→ **Goal of the exercise**
Please reproduce the part of the data below that opens with the line containing "ref=handbag | detect" and closes with the line containing "[653,0,720,114]", including both of those lines, word for word. Leave the pictures out of your answer.

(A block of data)

────────────────────

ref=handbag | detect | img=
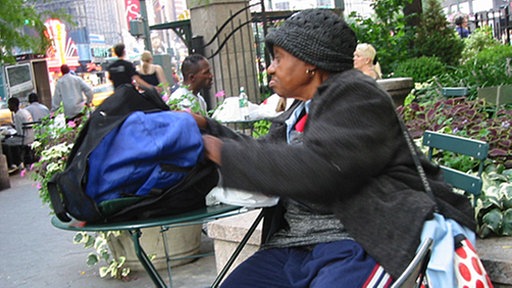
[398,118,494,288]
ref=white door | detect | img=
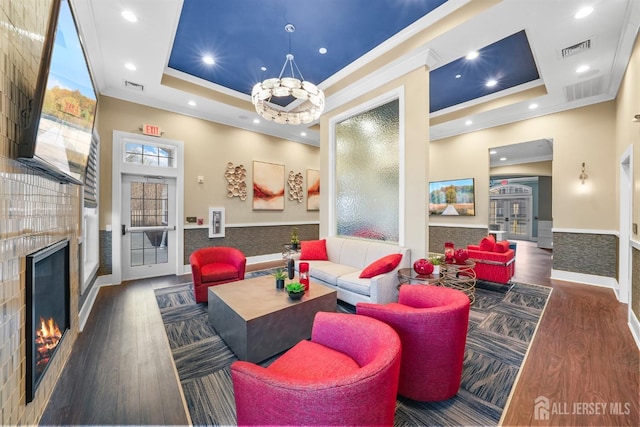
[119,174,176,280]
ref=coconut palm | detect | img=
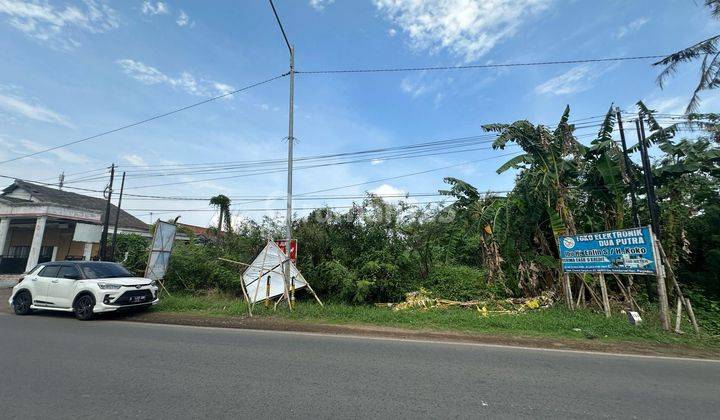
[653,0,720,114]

────────────────────

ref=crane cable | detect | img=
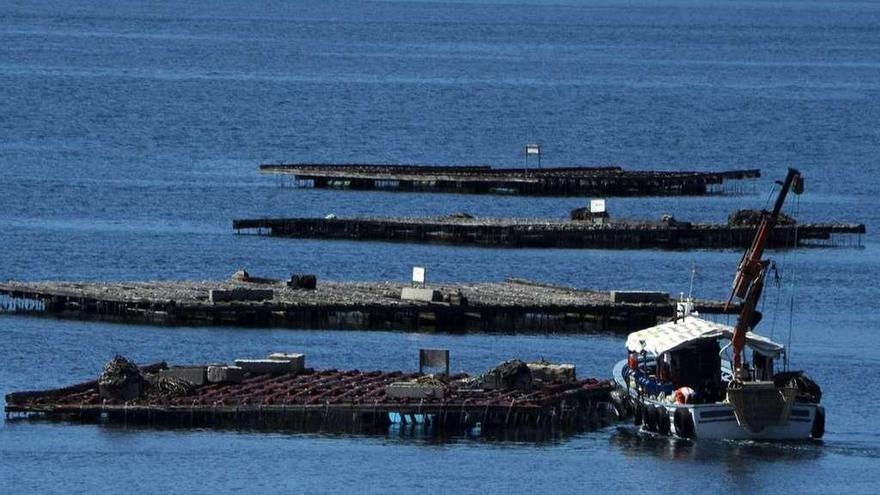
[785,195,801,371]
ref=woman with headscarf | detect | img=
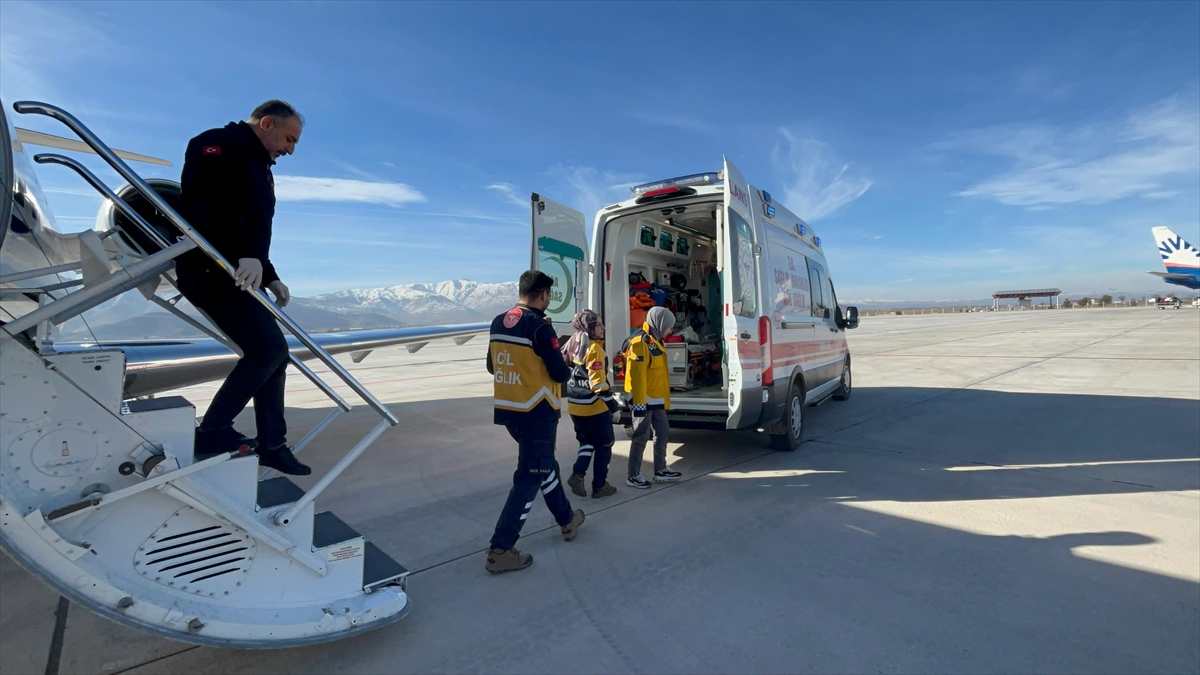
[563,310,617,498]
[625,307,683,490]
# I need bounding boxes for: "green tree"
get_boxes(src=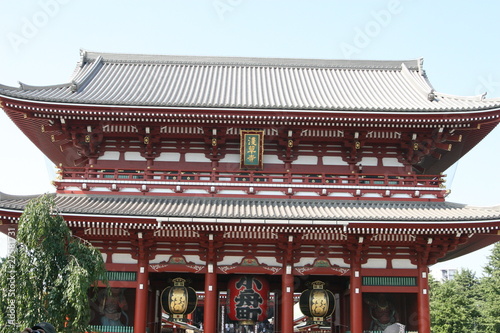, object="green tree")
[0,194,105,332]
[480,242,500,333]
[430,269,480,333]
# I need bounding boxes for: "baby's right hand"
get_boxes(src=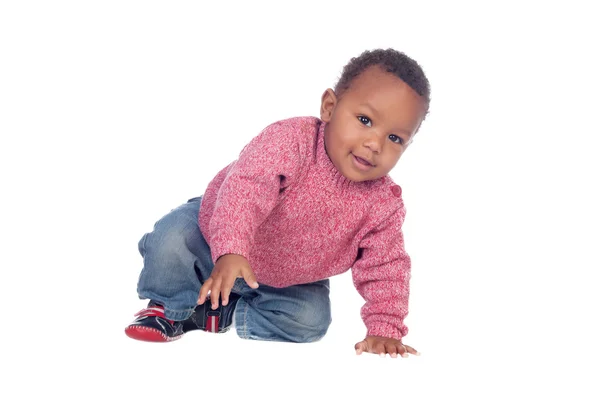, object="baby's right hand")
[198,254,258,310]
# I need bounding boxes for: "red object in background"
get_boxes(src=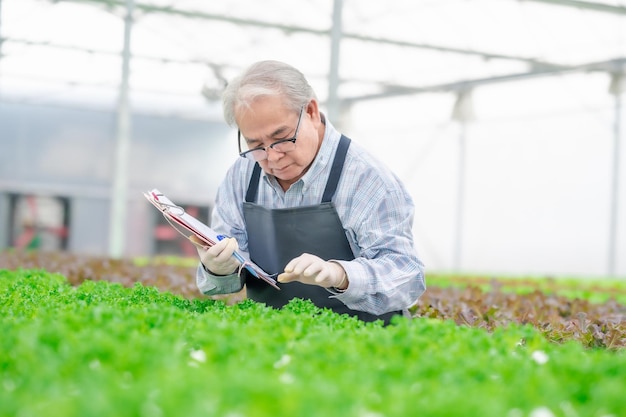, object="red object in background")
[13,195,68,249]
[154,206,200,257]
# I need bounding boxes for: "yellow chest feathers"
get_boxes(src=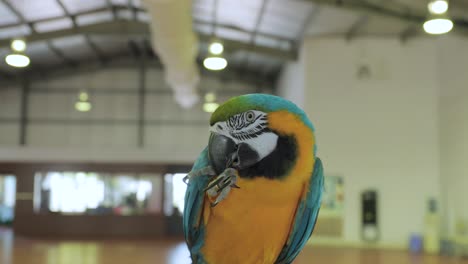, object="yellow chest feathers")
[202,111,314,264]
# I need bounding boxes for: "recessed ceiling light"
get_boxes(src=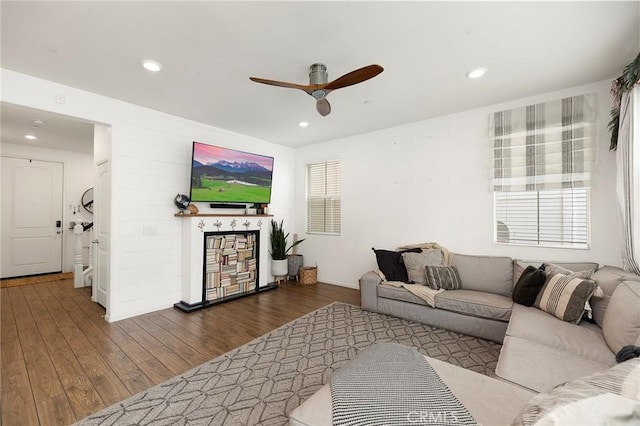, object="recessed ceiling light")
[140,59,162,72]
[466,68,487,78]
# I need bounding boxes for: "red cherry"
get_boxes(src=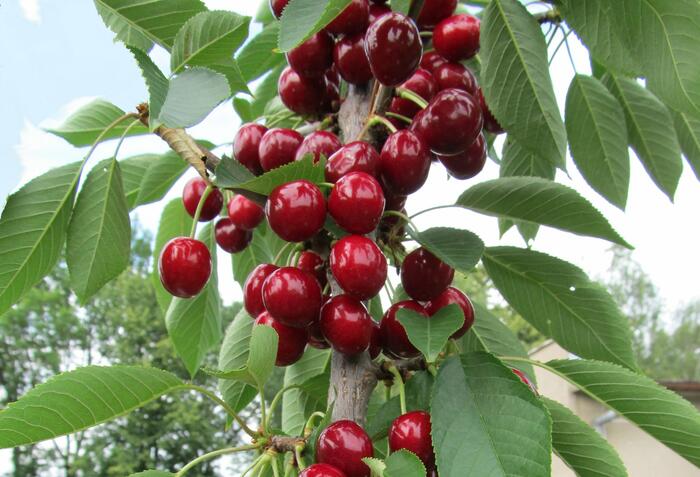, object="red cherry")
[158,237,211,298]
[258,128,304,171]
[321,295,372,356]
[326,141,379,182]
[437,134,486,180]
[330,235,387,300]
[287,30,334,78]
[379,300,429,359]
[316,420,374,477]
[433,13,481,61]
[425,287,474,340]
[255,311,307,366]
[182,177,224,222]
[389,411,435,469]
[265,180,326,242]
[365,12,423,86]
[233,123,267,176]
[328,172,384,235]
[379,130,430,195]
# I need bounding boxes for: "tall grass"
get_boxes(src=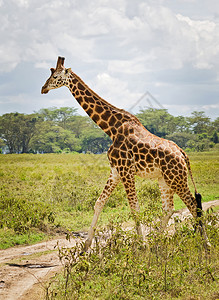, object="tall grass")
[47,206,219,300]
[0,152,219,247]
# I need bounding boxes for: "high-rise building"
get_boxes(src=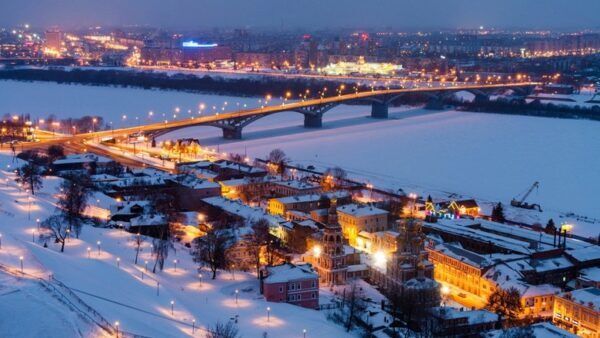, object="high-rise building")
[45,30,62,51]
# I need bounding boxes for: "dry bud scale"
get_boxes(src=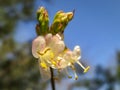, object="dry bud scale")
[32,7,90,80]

────────────────────

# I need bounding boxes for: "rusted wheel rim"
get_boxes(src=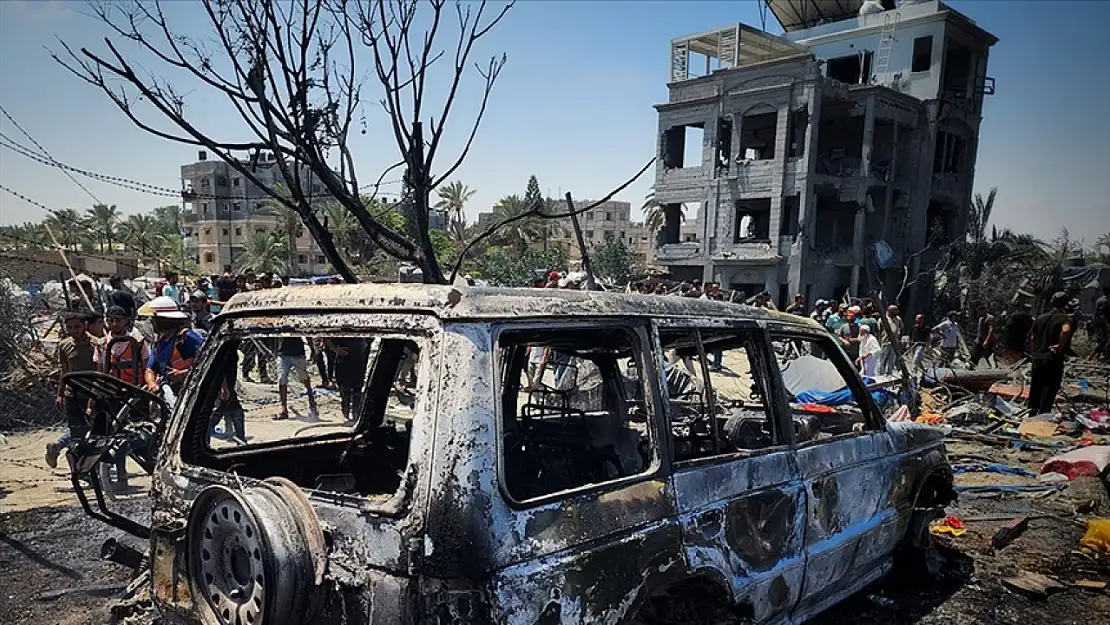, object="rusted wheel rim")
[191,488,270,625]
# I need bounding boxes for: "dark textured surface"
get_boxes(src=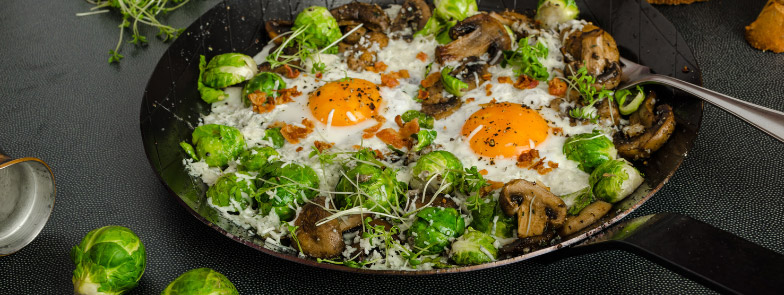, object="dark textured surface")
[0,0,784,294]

────────────────────

→ **Output below**
ref=handbag | detect | img=
[398,118,494,288]
ref=white door | detect | img=
[119,174,176,280]
ref=coconut palm | detect | img=
[653,0,720,114]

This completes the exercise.